▸ **Text section**
Evaluating Adjective-Noun Compositionality in LLMs: Functional vs Representational Perspectives

This paper evaluates adjective-noun compositionality in large language models using both functional and representational approaches, revealing a significant divergence where models successfully develop compositional internal representations but fail to consistently translate them into functional task success.

Ruchira Dhar, Qiwei Peng, Anders Søgaard

Published Thu, 12 Ma
📖 5 min read🧠 Deep dive

Imagine you are trying to figure out if a new, super-smart robot chef truly understands cooking, or if it's just a master of mimicry.

This paper is about testing Large Language Models (LLMs)—the AI brains behind tools like ChatGPT—to see if they really understand how words combine to create new meanings. Specifically, the authors looked at Adjective-Noun combinations (like "red car" or "alleged thief").

Here is the story of their investigation, explained with some kitchen analogies.

The Big Question: Does the Robot Know or Just Guess?

▸ **Tasks**
a - Which kind of word combinations does the paper summary say the authors examined?
b - Transcribe the stretch of the paper summary from "Published Thu, 12" through "or Just Guess?".

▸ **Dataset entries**
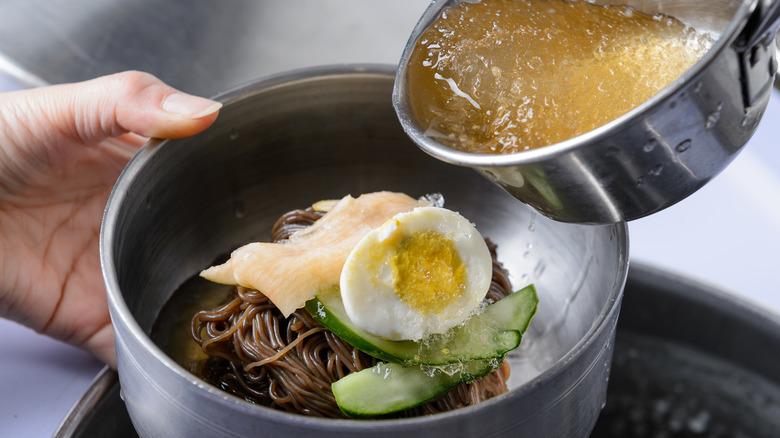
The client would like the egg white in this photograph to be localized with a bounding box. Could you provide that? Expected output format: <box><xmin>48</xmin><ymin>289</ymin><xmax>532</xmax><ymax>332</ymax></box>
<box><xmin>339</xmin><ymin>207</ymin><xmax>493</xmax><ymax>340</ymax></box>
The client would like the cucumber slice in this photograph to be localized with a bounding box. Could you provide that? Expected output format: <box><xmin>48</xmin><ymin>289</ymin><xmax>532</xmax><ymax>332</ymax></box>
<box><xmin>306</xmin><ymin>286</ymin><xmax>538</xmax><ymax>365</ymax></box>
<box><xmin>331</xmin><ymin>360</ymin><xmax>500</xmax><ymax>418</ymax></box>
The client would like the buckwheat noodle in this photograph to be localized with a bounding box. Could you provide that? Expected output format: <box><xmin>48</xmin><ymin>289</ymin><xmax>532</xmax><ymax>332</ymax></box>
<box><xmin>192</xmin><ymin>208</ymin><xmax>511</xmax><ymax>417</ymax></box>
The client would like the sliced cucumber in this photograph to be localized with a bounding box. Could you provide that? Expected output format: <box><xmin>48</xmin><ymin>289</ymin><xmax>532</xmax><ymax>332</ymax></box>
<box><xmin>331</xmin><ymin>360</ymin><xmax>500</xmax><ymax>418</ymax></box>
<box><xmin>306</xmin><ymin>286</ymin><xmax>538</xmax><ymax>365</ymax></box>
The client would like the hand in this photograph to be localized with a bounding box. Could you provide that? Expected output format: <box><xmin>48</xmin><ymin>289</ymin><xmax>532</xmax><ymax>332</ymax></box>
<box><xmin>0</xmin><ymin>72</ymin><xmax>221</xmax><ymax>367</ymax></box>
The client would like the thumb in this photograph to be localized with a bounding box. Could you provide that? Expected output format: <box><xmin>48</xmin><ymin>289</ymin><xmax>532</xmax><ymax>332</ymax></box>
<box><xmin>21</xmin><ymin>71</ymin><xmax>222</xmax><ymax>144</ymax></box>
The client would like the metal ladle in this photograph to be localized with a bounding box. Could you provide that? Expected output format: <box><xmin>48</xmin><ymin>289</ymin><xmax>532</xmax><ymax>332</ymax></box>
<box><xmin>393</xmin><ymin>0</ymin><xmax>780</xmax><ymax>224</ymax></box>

---

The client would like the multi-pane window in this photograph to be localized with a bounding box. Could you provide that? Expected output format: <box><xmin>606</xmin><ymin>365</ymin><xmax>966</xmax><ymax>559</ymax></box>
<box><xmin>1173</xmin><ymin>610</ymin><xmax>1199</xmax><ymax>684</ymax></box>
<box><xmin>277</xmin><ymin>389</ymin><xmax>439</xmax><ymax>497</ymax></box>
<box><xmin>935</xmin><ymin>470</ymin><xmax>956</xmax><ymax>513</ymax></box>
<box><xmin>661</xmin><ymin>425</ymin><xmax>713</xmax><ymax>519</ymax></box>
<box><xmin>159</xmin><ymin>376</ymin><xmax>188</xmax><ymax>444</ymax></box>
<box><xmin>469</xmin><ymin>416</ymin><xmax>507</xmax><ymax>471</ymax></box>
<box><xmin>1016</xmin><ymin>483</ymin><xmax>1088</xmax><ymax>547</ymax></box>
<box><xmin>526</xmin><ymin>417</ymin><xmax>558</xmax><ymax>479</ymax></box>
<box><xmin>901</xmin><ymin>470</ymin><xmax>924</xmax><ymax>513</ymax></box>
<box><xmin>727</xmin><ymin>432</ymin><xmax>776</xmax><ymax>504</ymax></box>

▸ **Answers**
a - Adjective-noun combinations, such as "red car" or "alleged thief."

b -
Published Thu, 12 Ma
📖 5 min read🧠 Deep dive

Imagine you are trying to figure out if a new, super-smart robot chef truly understands cooking, or if it's just a master of mimicry.

This paper is about testing Large Language Models (LLMs)—the AI brains behind tools like ChatGPT—to see if they really understand how words combine to create new meanings. Specifically, the authors looked at Adjective-Noun combinations (like "red car" or "alleged thief").

Here is the story of their investigation, explained with some kitchen analogies.

The Big Question: Does the Robot Know or Just Guess?